Tasks to carry out:
A. Answer these questions about the Stowell Park school passage:
(i) In what year were the two new Secondary Modern boarding schools opened?
(ii) Who was headmistress of the secondary modern girls school?
(iii) In 1950/51, how many of the 150 girls in the Secondary Modern school transferred to the grammar school?
B. Write the next part of the account of the Polish girls' school at Stowell Park, starting after its final sentence.
[START OF Source excerpt]
By 1948 Polish DP camps in Africa and India were being wound down and significant numbers of children in their teens were arriving in the UK, swelling the numbers of young people in need of secondary education.  In 1949 two new Secondary Modern boarding school were opened, a co-education school in Diddington  and one just for girls in the large camp of Stowell Park, which already housed the grammar school.

The secondary modern girls school was named "Królowej Jadwigi" with Mrs. Romiszowska as headmistress. This is where girls of secondary school age, with little  knowledge of the English language, would begin their integration into the English community.  The school provided a graded four-year course, the first two years were devoted to general subjects and improving the English language. After that girls could choose between domestic science or a commercial course.

The programmes of study were in line with similar opportunities elsewhere and also made it possible to transfer girls between the two schools as their aptitude for either academic or vocational subjects evolved.  In 1950/51  25 of the 150 girls in the Secondary Modern school transferred to the grammar school.


Stasia Jamroży Stasia Kapusta, Józia Hołuj 1951

Headmistress H. Romiszowska, Professor Janina Kościałkowska and dignitaries strolling around  the school buildings.


My memories of Stowell Park secondary modern school "im. Królowej Jadwigi" by Zosia Grycewicz

Our parents lived in   Doddington Park camp in Cheshire  but both my younger sister Klara and I  attended Stowell Park  school  and  we only saw them when we came home during the school holidays.
[END OF Source excerpt]
[START OF Raw data]
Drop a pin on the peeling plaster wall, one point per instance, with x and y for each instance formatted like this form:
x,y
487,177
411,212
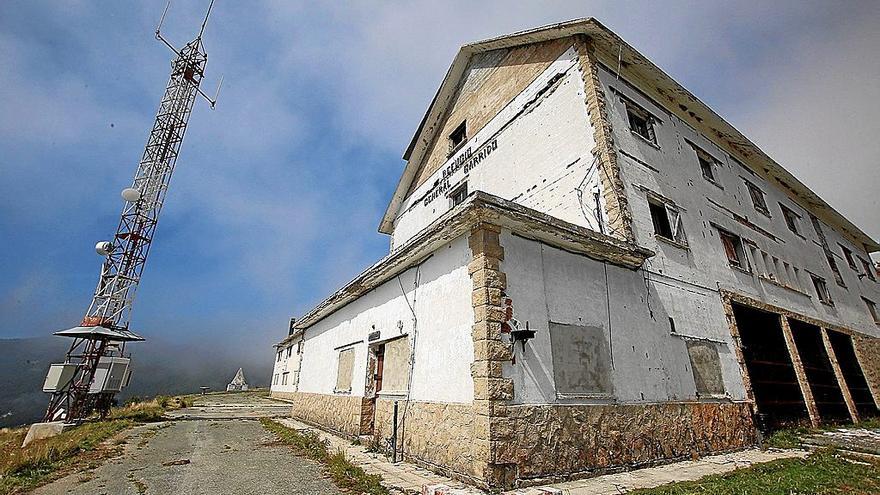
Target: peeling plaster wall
[END OF Raw data]
Outputs in order:
A.
(i) The two new Secondary Modern boarding schools were opened in 1949.
(ii) Mrs. Romiszowska was headmistress of the secondary modern girls school.
(iii) In 1950/51, 25 of the 150 girls transferred to the grammar school.

B.
I was in the home economics section of the vocational secondary school named after Queen Jadwiga (gimnazjum wydziałowe im. Królowej Jadwigi), my sister Klara  did Business studies. The  head mistress was Mrs. H. Romiszowska,

On arrival in Stowell Park I found  the huge beech trees that grow in the park most impressive, less impressive where the many barrel shaped barracks which served as  dormitories and classrooms. There were a number of girls allocated to each dormitory  or "barrels of laughs" as we called them   The beds were placed around the walls and between each bed was a wardrobe for our clothes and there was also a large table.

In the middle  was a coke burning pot bellied heating stove and  in the winter we took turns stoking it to make sure it didn't go out,   We all took turns cleaning the dormitory according to a schedule set up by the dormitory supervisor.  Everything had to be shiny and  spick and span with clothes hanging in the wardrobe or neatly folded into squares, just like the army.


In the middle is Zosia Grycewicz, can you name the other girls?

Zosia Grycewicz, Janka Kempa

Hela Kołodziejczyk is in the middle.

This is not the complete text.